## Work item
Once the data has been read, print it back in full, exactly.

• • • •

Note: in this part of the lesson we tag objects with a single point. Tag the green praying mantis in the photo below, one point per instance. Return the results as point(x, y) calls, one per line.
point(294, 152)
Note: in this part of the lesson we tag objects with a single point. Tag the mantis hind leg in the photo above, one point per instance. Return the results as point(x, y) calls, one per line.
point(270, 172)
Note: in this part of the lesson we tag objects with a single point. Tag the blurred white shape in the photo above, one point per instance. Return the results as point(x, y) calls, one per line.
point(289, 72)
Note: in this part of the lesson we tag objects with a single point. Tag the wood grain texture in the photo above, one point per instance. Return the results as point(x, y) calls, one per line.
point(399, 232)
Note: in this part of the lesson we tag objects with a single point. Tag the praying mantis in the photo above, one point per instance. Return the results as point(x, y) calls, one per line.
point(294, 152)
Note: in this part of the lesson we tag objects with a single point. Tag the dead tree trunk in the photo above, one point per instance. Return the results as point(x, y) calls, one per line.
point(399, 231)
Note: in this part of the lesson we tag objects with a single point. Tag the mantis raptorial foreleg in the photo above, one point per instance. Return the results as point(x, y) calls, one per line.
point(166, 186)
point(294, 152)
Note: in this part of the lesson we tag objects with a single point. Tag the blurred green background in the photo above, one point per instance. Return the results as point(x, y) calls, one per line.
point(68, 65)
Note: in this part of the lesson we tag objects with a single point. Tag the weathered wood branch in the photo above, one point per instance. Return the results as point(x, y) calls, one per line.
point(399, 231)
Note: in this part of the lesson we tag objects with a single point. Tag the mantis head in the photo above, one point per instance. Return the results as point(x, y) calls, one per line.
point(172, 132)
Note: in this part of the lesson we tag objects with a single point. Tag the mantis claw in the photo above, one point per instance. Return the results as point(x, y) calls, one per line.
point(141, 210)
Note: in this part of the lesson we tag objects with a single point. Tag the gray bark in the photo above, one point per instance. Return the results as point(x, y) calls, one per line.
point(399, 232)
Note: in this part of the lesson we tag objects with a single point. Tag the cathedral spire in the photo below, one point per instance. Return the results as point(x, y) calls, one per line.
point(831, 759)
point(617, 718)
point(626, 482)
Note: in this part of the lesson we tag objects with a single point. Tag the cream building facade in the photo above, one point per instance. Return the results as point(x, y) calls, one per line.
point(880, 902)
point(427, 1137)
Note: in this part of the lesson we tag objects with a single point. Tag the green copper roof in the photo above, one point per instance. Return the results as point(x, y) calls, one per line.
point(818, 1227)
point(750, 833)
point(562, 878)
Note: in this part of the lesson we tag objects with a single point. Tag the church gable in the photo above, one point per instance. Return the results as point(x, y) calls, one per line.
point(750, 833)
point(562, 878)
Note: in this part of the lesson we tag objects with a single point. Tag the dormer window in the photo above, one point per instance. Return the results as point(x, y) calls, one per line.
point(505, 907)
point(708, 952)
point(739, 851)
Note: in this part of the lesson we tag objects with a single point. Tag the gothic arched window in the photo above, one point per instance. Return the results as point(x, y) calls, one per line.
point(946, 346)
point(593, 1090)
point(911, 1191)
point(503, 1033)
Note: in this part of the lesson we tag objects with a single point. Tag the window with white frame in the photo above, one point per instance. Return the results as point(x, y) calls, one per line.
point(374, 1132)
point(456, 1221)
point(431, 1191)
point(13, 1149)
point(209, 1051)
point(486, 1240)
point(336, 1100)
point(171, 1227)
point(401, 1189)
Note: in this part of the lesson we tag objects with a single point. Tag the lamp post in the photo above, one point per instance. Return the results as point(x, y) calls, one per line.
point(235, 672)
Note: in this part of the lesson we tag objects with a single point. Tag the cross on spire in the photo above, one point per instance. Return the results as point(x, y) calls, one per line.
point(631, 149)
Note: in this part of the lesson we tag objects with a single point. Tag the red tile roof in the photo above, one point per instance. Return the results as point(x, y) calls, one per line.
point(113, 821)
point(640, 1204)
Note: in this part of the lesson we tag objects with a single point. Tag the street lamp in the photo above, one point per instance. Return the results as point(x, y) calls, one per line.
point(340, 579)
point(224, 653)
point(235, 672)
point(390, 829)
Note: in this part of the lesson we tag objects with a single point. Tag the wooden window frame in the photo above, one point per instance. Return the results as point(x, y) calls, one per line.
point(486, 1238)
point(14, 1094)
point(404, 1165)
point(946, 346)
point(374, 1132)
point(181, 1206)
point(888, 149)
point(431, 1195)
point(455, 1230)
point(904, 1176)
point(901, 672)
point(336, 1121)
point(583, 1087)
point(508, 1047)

• • • •

## Response to this exercise
Note: in this part of the lesson we tag objects with a single point. Tag the green praying mantis in the photo below, one point per instance. Return the results as point(x, y) calls, one per line.
point(294, 152)
Note: in this part of the lesson we tag objects with a single point. Tag the mantis hind leg in the photo above, one point per instance. Return the results as point(x, y) calls, one per line.
point(270, 172)
Note: in this part of the lesson we tag objects with a single point. Tag the blurred white shape in the photo above, one point per instance. Return the results as point(x, y) calls, one per line.
point(289, 72)
Note: in this part of the lesson we tag objects with a single point. Tag the wood grain texture in the photo above, one point per instance. Return the results as point(x, y) calls, one per line.
point(399, 232)
Note: in this part of the lesson we tag objects with a single point. Tag the praying mantis in the photo above, one point per instance. Return the results as point(x, y) calls, one per line.
point(294, 152)
Note: in this part of the lesson we tag objects with a single point. Tag the dead tree trunk in the photo above, one point per instance. Return the results as point(x, y) calls, one per line.
point(399, 231)
Note: in this part of the lesson we tag objects with a single point. Tag the mantis raptorial foreleg in the photo above, one point per instance. Return the results as point(x, y) calls, one per line.
point(166, 186)
point(294, 152)
Note: in this part of the lesson we tag objects with a single point. Tag the blurred green background in the photo above, one point per instance. Return the results as point(x, y) calls, one per line.
point(68, 65)
Note: in this part of the lesson we tag objects with a single point. Tag the weathered wood branch in the photo above, one point per instance. Return the results as point(x, y) calls, one per line.
point(399, 231)
Note: in this part of the lesson we tag objects with a single point. Tag the mantis head in the photo above, one point per instance. Return the results as point(x, y) calls, one per line.
point(172, 132)
Note: in this part of the lesson we tag objects with a single point. Tag the mantis claw in the photo above, one point per instance. Return the results as point(x, y) calls, one per line.
point(141, 210)
Note: in this part of the lesson we tag objects with a single point. Tag the gray bark in the photo above, one point per instance. Return the results as point(x, y) calls, one per line.
point(399, 232)
Note: in this part of the lesson we tag objects with a single point. Tag the cathedral spire in the photo below, one point per instance. Return the results as point(x, y) calls, one per line.
point(831, 759)
point(617, 718)
point(626, 482)
Note: in this part of the lesson we tag objects with a single point. Tag the cream building facade in the photo above, one point per instance. Return the results as point(x, y) calls, one per line.
point(880, 902)
point(427, 1137)
Note: in this part of the lesson we tag objects with a single point. Tag the green copper roof in the photo above, one point per instance. Return the results as point(x, y) calls, one per line.
point(818, 1227)
point(750, 833)
point(562, 878)
Note: in this part of the lesson we tag objects with a single point. Tag the church gable in the photo above, one point per instance. Return the results as point(x, y) calls, one per line.
point(750, 833)
point(562, 878)
Note: in this part of the lesson we tag objects with a single point. Tag the dormer window in the photo above, one point per instance. Return the results as point(x, y) calls, one per line.
point(505, 907)
point(708, 952)
point(739, 851)
Note: in this part of the lesson we tag objects with a single point. Tag the gothic arched window in the photo above, one point per instance. Return the results as point(x, y) calls, one per line.
point(946, 346)
point(593, 1090)
point(911, 1191)
point(503, 1033)
Note: in this part of the lesson we tag objects with a single point. Tag the window with white frame in the photo above, one point per instance. Return the results as point(x, y) calls, one per line.
point(374, 1132)
point(456, 1221)
point(431, 1191)
point(13, 1149)
point(209, 1051)
point(486, 1240)
point(336, 1100)
point(171, 1227)
point(401, 1189)
Note: in this part of the lesson we tag objects with a single point. Tag the lamp post in the photo above, one point per instance. Return the results as point(x, y) calls, one per line.
point(235, 672)
Note: in this part of the lesson we tag objects with a single point. Tag the cross on spire in the photo above, one point per instance. Return the results as point(x, y) calls, one per line.
point(631, 149)
Note: in this part of the lesson we tag objects with a single point. Tag the red tile roof in the photo above, one point per instance. Return the results as point(x, y) calls, one per line.
point(113, 821)
point(640, 1204)
Note: in this part of the lesson we tag objects with a single point. Tag the street lamp in the photo above, one point per instance. Return the results as point(x, y) calls, one per line.
point(340, 579)
point(224, 653)
point(235, 672)
point(390, 829)
Note: in this part of the lesson we tag objects with a single point. Tag the wooden window frame in the photo above, one point per instance. Return the results as point(x, y) calls, one per line.
point(486, 1238)
point(14, 1094)
point(404, 1165)
point(946, 346)
point(374, 1132)
point(181, 1206)
point(888, 149)
point(431, 1195)
point(455, 1230)
point(904, 1176)
point(901, 672)
point(336, 1121)
point(583, 1087)
point(508, 1047)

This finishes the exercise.